■ **Reading passage**:
--*--
Here is a list of the most common PPIs. The generic name is shown first with the brand name in parentheses; chemically, each pair is identical. For example, if you are on omeprazole, you are on Prilosec.

omeprazole (Prilosec)

pantoprazole (Protonix)

esomeprazole (Nexium)

lansoprazole (Prevacid)

rabeprazole (AcipHex)

Why You Should You Get Off Your PPI

In the last few years, it has become increasingly clear that PPIs are ineffective for the majority of people, and they can cause serious, even dangerous, side effects, including kidney disease, osteoporosis, bone fractures, impaired absorption of nutrients, dementia, liver disease, and sudden cardiac death.  I stopped using PPIs for my patients in 2014 after the Danish study that showed prolonged use of PPIs was associated with an increased risk of esophageal cancer.  

Most people want to come off PPIs, and they should. However, about 30% experience rebound hyperacidity, and that means that after the last PPI, you make more acid, and you can have worse-than-ever reflux symptoms … and terrible heartburn is common … even for people who never had heartburn before. 

People with rebound are often miserable; but thankfully, it’s not forever. In my experience, rebound lasts 1-10 weeks, with two weeks being about the usual length of rebound symptoms. By the way, I have seen rebound occur in a patient who used PPIs for less than a week. If you stick it out you will recover, but are some tips on how to avoid or minimize rebound symptoms.

Tactical Tips To Beat Rebound 

No fried food or other high-fat foods. Fast food, chips, cheese, beef, etc., are out.
--*--
■ **What to produce**: Repeat word for word the portion of the PPI text above from "lansoprazole (Prevacid)" up to and including "had heartburn before.".
--*--
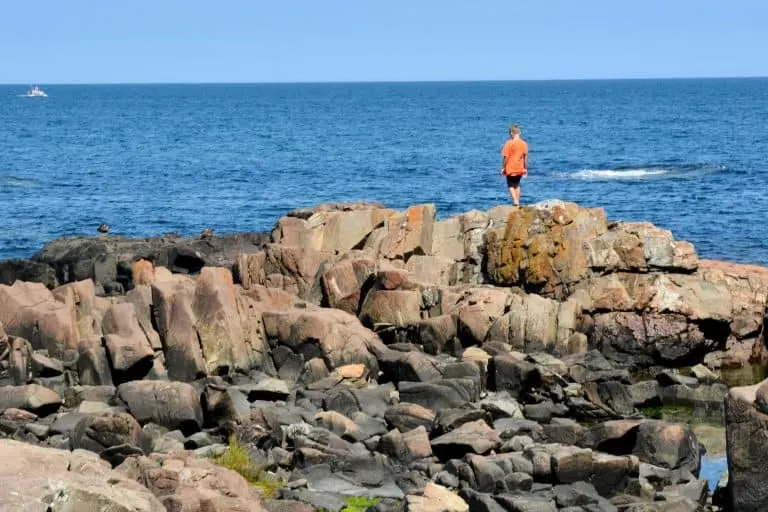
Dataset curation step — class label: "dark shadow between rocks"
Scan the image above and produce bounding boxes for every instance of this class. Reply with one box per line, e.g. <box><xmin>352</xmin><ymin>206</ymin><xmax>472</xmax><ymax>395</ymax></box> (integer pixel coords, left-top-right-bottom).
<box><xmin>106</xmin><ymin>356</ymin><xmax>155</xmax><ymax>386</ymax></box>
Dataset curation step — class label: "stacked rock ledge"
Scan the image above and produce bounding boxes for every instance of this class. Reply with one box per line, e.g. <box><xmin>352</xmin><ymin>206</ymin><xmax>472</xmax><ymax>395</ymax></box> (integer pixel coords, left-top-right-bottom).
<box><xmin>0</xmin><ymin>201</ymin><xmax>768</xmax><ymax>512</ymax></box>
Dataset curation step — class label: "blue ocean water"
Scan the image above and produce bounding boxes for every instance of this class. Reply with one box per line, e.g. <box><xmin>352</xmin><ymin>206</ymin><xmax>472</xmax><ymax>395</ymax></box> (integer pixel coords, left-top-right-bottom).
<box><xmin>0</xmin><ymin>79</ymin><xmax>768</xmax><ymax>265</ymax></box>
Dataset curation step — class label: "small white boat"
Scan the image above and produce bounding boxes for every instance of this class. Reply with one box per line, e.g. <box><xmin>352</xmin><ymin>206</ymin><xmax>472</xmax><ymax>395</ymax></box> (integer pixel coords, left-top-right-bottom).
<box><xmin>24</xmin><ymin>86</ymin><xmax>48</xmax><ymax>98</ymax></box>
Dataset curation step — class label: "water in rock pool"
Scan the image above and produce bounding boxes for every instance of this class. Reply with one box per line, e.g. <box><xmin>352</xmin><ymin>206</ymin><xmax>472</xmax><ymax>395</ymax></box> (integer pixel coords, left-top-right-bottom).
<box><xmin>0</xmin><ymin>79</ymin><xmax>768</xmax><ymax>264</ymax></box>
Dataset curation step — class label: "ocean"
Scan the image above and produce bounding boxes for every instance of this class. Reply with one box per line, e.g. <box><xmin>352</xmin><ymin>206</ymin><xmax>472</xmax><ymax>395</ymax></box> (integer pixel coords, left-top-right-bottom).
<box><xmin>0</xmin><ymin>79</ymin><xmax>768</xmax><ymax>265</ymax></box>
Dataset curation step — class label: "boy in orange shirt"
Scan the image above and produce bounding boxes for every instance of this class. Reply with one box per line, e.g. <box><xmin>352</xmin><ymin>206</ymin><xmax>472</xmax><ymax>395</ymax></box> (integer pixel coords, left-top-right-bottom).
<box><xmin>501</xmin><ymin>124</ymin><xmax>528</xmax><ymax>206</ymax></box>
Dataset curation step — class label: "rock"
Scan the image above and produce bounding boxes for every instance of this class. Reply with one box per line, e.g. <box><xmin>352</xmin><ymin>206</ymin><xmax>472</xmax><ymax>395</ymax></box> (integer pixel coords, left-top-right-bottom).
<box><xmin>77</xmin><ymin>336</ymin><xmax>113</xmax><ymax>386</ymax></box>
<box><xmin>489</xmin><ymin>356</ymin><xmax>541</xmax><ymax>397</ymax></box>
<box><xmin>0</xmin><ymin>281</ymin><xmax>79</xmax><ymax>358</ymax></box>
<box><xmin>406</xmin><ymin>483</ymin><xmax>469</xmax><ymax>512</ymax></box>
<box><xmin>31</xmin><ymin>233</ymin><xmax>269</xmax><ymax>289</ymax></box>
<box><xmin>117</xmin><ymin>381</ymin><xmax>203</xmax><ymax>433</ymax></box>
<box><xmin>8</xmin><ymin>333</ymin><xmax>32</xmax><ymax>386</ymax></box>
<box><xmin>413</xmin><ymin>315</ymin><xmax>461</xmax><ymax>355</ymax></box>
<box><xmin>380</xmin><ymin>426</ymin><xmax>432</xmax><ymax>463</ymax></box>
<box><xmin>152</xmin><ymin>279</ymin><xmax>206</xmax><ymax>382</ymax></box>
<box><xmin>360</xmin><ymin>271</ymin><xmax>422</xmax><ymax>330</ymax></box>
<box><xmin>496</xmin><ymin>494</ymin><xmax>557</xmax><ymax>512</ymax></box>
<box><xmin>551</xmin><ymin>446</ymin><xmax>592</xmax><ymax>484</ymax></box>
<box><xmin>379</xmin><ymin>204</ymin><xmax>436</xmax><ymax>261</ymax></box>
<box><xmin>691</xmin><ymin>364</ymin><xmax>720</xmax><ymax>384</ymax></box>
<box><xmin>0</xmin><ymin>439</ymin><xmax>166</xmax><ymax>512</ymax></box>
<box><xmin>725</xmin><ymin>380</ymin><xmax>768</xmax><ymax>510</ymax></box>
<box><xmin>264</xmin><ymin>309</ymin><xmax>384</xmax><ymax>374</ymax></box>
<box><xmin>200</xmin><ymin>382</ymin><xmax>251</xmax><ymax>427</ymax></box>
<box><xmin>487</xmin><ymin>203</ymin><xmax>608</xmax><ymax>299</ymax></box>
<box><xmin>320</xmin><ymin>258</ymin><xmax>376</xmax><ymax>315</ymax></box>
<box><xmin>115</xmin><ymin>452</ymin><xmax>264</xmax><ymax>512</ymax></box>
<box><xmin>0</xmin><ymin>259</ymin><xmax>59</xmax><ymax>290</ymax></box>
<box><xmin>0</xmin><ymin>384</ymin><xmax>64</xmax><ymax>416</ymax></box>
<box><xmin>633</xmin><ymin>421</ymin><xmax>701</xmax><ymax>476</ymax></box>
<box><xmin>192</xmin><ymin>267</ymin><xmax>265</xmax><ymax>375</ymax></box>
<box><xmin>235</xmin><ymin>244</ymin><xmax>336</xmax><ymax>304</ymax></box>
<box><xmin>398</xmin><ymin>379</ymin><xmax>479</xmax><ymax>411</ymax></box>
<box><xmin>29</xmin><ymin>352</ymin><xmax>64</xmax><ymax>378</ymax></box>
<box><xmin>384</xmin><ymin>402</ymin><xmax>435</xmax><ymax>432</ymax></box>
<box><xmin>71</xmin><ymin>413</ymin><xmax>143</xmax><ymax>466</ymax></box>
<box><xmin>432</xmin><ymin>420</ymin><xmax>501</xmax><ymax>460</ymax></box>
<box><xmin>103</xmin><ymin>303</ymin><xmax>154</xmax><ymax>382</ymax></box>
--*--
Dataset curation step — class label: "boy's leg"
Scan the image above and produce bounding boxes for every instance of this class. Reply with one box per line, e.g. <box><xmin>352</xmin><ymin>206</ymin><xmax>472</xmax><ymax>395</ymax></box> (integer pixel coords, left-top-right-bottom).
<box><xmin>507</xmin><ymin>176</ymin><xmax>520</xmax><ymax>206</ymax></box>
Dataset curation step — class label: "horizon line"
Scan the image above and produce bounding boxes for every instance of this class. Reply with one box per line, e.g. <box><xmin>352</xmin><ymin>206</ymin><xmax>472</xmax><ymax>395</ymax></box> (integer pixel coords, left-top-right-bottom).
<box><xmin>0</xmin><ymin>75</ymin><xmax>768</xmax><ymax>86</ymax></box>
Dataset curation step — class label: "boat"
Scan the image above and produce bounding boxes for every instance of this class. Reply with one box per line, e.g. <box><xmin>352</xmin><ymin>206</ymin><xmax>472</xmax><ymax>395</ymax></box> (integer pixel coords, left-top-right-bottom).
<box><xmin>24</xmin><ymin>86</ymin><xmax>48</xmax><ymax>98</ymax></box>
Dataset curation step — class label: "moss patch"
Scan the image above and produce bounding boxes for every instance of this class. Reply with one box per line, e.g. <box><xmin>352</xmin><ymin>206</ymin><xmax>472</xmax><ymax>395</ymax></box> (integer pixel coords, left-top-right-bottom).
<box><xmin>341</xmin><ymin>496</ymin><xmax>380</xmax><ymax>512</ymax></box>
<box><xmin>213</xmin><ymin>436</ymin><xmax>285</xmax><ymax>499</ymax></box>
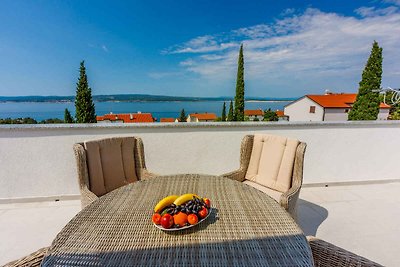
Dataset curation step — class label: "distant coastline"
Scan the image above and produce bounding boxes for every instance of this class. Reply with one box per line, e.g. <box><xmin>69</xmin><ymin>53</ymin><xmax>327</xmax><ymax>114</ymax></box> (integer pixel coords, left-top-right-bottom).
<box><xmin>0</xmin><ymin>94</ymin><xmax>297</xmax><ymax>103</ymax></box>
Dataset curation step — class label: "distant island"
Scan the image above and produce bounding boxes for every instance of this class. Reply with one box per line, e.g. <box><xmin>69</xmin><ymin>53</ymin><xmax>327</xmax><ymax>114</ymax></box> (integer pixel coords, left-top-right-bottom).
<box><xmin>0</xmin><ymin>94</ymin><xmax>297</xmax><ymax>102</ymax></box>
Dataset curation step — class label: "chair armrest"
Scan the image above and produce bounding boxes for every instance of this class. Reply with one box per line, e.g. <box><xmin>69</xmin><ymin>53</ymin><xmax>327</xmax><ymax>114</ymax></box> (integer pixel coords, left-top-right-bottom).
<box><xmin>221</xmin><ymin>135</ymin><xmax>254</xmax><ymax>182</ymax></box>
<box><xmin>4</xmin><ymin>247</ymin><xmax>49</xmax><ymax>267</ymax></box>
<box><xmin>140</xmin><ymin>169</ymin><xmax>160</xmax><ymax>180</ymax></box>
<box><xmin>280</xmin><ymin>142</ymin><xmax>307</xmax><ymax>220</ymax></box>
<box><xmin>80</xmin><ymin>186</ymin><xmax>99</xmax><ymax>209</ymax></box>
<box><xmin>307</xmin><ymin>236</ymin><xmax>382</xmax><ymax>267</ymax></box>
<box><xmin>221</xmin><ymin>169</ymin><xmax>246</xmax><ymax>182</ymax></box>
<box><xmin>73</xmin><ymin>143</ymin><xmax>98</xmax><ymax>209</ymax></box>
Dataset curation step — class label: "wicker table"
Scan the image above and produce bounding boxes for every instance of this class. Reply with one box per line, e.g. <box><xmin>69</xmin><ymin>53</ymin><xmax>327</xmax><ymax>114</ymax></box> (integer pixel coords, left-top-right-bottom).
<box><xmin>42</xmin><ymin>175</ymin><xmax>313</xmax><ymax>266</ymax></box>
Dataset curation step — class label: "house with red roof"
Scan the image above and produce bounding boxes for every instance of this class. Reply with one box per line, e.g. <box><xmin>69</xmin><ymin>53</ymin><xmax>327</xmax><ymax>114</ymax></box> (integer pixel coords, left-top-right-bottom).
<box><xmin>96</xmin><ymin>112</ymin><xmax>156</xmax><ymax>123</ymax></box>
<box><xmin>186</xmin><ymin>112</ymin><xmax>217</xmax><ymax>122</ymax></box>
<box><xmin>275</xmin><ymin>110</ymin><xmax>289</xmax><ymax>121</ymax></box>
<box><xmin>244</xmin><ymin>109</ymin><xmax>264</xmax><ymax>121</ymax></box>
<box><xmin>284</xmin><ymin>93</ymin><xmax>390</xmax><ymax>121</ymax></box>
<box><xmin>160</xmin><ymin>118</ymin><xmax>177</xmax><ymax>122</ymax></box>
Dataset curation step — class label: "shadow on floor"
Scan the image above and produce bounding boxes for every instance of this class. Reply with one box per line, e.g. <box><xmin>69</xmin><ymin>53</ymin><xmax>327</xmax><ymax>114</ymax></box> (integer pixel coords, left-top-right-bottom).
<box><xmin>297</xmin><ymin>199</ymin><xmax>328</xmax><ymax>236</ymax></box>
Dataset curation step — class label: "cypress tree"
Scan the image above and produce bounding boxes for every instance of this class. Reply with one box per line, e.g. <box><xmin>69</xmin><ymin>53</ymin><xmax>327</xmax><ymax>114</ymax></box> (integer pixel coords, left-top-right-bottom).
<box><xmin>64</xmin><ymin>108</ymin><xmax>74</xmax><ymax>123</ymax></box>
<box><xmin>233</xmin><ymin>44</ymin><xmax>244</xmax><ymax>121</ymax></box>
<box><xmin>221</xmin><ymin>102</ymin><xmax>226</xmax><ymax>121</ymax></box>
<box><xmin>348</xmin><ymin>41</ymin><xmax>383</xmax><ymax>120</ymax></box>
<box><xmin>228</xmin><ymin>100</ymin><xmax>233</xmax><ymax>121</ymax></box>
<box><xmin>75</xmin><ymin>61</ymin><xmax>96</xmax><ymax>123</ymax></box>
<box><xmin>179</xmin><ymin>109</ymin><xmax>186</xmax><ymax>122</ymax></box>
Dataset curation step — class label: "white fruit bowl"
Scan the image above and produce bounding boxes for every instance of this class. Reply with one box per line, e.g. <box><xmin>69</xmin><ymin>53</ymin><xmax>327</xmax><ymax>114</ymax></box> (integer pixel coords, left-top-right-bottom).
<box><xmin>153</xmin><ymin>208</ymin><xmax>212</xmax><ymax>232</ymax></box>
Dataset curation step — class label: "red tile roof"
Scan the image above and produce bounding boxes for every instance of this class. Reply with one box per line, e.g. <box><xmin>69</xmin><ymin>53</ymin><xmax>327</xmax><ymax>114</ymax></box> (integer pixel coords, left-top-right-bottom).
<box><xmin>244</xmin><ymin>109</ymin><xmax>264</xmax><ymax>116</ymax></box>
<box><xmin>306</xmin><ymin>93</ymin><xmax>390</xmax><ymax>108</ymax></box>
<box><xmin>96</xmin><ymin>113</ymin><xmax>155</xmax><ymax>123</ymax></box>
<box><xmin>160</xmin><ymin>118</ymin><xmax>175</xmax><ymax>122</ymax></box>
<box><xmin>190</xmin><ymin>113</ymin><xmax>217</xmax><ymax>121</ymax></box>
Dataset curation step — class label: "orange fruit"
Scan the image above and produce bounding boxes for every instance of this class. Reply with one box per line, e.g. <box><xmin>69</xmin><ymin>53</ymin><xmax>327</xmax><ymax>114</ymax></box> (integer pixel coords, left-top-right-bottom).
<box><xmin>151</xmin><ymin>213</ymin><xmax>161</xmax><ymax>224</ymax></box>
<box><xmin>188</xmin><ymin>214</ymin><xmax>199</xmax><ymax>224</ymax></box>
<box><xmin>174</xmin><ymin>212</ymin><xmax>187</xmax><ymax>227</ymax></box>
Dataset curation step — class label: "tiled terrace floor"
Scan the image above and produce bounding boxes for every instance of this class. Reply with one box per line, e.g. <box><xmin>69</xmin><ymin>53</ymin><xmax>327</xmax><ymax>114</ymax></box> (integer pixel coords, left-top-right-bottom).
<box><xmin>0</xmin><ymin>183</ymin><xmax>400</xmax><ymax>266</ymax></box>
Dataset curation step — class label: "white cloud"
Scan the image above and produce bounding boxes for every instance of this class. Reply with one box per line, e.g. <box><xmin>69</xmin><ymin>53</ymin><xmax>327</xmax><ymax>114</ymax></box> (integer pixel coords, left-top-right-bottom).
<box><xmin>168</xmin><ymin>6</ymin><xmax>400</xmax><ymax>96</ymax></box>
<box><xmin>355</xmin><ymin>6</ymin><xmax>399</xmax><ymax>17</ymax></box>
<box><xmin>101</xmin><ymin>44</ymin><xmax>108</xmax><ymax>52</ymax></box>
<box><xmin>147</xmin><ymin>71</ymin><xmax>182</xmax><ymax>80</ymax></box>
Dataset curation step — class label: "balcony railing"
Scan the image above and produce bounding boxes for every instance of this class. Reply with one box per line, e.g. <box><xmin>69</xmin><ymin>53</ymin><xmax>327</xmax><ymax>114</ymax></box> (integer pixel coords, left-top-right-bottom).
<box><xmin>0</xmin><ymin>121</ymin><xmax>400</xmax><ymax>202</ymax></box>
--*--
■ **Task output**:
lansoprazole (Prevacid)

rabeprazole (AcipHex)

Why You Should You Get Off Your PPI

In the last few years, it has become increasingly clear that PPIs are ineffective for the majority of people, and they can cause serious, even dangerous, side effects, including kidney disease, osteoporosis, bone fractures, impaired absorption of nutrients, dementia, liver disease, and sudden cardiac death.  I stopped using PPIs for my patients in 2014 after the Danish study that showed prolonged use of PPIs was associated with an increased risk of esophageal cancer.  

Most people want to come off PPIs, and they should. However, about 30% experience rebound hyperacidity, and that means that after the last PPI, you make more acid, and you can have worse-than-ever reflux symptoms … and terrible heartburn is common … even for people who never had heartburn before.